### [Текст упражнения]
--------------------------------------------------

В былое время башни, пирамиды, свечи, придорожные столбы и даже деревья означали фаллос, и для Бувара и Пекюше все сделалось фаллосом. Они собирали вальки от карет, ножки кресел, засовы, аптекарские пестики. Посетителей своих они спрашивали:
– Это, по-вашему, на что похоже?
Затем открывали тайну, и если им отказывались верить, они жалостливо пожимали плечами[15].
Через двадцать лет после этих строк Фрейд опубликует книгу «Толкование сновидений», и такое чувство, что он тоже чрезмерно увлекся этими сравнениями: «Все продолговатые предметы, палки, трости, деревья, зонты (аналогия с эрекцией!), все длинные и острые орудия: ножи, кинжалы, пики – служат для изображения мужского полового органа»[16], – пишет он. Заметим в скобках, что сравнение раскрывающегося зонта и эрекции вызывает много вопросов, в частности, какие такие странные зонты окружали Фрейда в его собственном доме, и каким же загадочным образом были устроены его гениталии. Но на этом список не заканчивается. В число фаллических предметов входят пилки для ногтей, женские шляпы, галстуки, аэростаты, водопроводные краны, садовые лейки, карандаши, грибы, светильники с противовесом. «Все сложные машины и аппараты в сновидениях большей частью половые органы», как и все типы орудий, военных и сельскохозяйственных: ружье, револьвер, кинжал, сабля, плуг, молот и так далее. Кроме того, цветы – тоже фаллические символы. А еще волосы. И носы. И маленькие дети. И многие животные: рыбы, улитки, коты, мыши, змеи… Список длинный, но в нем нет книг. Однако нужно всего лишь немного подождать и набраться терпения: ведь через несколько лет, в 1917 году, упоминание о них все же появится в трудах Фрейда. В одном из абзацев книги «Введение в психоанализ», посвященной символическому значению снов. Колодцы, канавы, пещеры, бутылки, шкатулки, пеналы, чемоданы, сумки, корабли, банки – все эти предметы изображают женские гениталии, пишет Фрейд в приложении к своему перечню. Впрочем, «материалы тоже могут быть символами женщины: дерево, бумага и предметы, сделанные из этих материалов, например, стол и книга»[17]. А это уже, сами понимаете, внезапный поворот событий. Выходит, книга – наш карманный символ патриархата – на самом деле изображает женское начало?

--------------------------------------------------

### [Раздел данных]
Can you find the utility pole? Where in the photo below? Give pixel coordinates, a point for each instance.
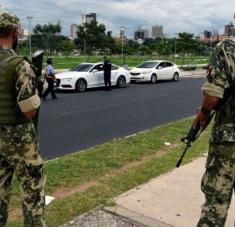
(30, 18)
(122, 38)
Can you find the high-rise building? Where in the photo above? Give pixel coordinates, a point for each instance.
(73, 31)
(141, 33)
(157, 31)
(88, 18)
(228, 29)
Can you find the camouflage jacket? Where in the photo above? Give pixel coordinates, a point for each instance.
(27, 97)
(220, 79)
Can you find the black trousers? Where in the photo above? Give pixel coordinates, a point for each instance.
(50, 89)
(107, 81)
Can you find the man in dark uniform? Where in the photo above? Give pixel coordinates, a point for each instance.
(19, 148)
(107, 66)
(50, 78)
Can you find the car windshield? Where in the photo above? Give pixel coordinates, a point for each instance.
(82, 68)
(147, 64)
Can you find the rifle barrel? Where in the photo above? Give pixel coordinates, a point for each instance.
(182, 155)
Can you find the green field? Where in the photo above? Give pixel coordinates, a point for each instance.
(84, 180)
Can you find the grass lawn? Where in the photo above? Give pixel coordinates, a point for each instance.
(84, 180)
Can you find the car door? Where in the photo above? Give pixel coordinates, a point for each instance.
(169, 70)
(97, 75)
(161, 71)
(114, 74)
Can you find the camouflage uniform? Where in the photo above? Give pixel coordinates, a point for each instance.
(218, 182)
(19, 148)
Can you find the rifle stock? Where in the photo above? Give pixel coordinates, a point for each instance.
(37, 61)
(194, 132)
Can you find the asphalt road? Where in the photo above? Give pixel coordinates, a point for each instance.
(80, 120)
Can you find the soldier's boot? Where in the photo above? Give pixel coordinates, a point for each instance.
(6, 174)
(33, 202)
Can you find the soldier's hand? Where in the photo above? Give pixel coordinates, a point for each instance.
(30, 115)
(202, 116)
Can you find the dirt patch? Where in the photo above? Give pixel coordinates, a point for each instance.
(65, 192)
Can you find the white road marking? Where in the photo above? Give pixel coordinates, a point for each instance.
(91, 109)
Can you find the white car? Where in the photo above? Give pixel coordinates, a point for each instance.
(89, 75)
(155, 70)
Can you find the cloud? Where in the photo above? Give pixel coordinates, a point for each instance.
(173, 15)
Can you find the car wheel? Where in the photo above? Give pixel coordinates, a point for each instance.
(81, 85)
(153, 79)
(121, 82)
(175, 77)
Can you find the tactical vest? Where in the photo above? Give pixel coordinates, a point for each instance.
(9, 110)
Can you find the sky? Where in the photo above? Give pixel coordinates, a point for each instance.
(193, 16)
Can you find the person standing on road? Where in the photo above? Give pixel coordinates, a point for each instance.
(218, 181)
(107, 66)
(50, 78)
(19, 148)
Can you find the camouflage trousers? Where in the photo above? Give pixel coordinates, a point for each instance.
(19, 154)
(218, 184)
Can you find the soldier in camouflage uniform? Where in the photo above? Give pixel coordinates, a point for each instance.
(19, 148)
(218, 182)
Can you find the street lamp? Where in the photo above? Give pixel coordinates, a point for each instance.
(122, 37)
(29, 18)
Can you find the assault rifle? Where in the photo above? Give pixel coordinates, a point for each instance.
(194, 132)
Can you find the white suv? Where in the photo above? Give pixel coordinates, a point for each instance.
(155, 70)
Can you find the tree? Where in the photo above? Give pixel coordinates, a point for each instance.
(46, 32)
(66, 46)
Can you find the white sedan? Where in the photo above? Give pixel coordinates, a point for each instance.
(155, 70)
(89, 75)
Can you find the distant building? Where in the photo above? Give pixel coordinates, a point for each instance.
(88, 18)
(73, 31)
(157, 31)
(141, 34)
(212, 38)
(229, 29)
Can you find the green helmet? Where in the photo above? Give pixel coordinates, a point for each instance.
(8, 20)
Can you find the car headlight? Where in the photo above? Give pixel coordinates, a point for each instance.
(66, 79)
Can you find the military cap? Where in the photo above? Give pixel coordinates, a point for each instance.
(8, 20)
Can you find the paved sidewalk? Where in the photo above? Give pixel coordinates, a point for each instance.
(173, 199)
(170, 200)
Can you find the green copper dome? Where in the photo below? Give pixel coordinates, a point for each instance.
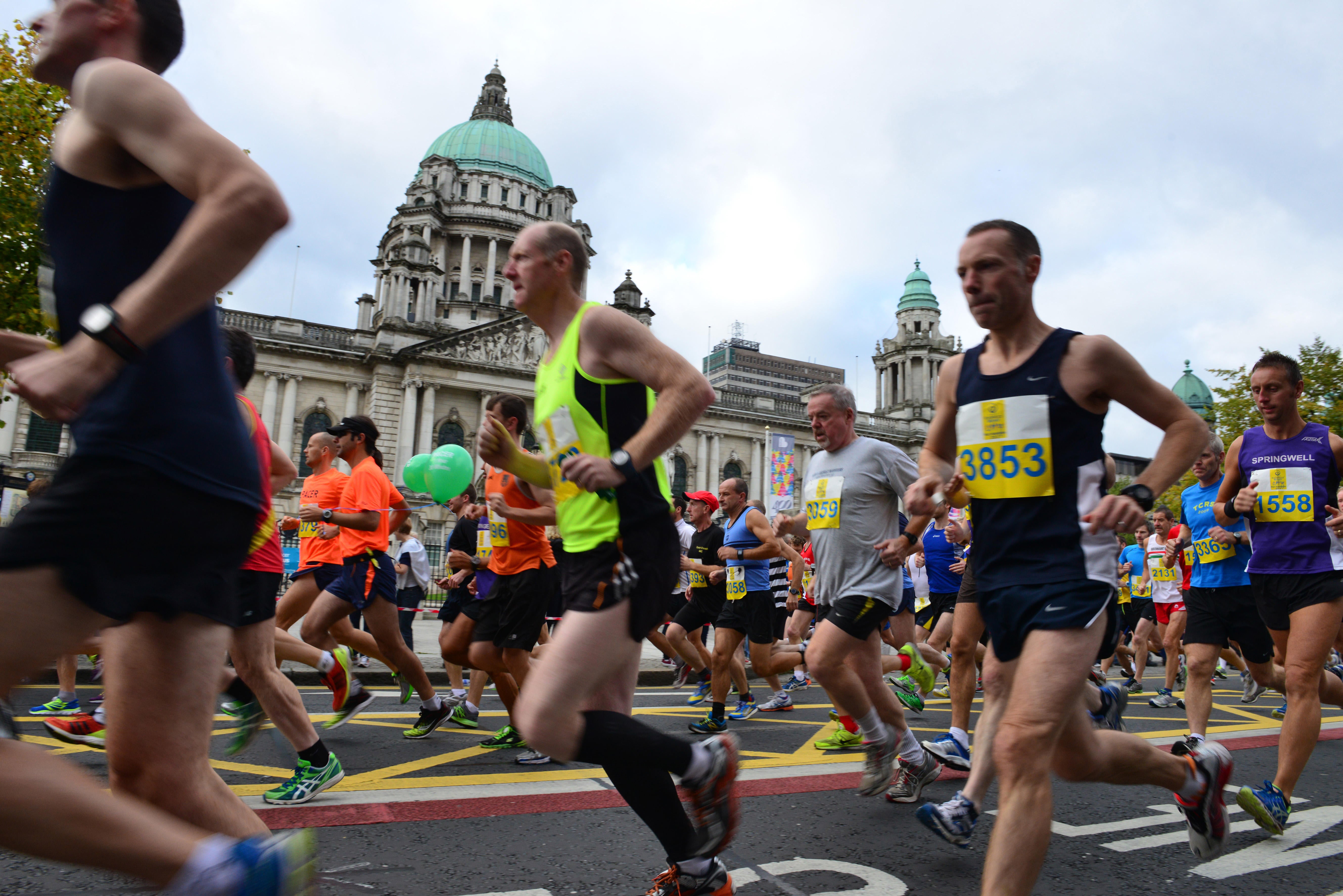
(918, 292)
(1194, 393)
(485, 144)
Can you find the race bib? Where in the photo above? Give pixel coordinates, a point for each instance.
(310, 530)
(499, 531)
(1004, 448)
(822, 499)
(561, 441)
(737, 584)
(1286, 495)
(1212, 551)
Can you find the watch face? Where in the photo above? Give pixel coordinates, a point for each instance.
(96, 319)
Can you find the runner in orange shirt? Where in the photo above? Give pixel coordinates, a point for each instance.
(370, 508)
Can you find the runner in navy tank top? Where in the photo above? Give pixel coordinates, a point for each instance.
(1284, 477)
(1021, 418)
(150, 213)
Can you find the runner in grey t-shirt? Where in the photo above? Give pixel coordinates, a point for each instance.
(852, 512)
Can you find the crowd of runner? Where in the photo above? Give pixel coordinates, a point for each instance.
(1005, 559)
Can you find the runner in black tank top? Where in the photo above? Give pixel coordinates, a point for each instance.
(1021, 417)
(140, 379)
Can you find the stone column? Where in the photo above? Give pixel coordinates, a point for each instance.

--------------------------------------------------

### [Вопросы]
A - Какие предметы, по тексту о фаллических символах, собирали Бувар и Пекюше? Перечислите все.
B - Продолжите текст о фаллических символах у Фрейда, начав сразу после его последнего предложения.

### [Ожидаемые ответы]
A - Вальки от карет, ножки кресел, засовы, аптекарские пестики.

B -
Это ассоциативное представление куда менее причудливое, чем можно подумать, и оно довольно давно бытует в сознании как образованных, так и простых людей, – по крайней мере, уже со Средних веков. Больше всех с ним заигрывали поэты елизаветинской эпохи в Англии, и сам Шекспир не смог отказать себе в этом удовольствии. Авторы XVII века со свойственной им игривостью и склонностью к остротам метафорически сравнивают книгу с проституткой, ведь она денно и нощно готова раскрыться перед тем, кто желает покопаться в ее недрах. К тому же английское выражение two-leaved book в прошлом использовалось в качестве эвфемизма для женского полового органа, а значит, все связано.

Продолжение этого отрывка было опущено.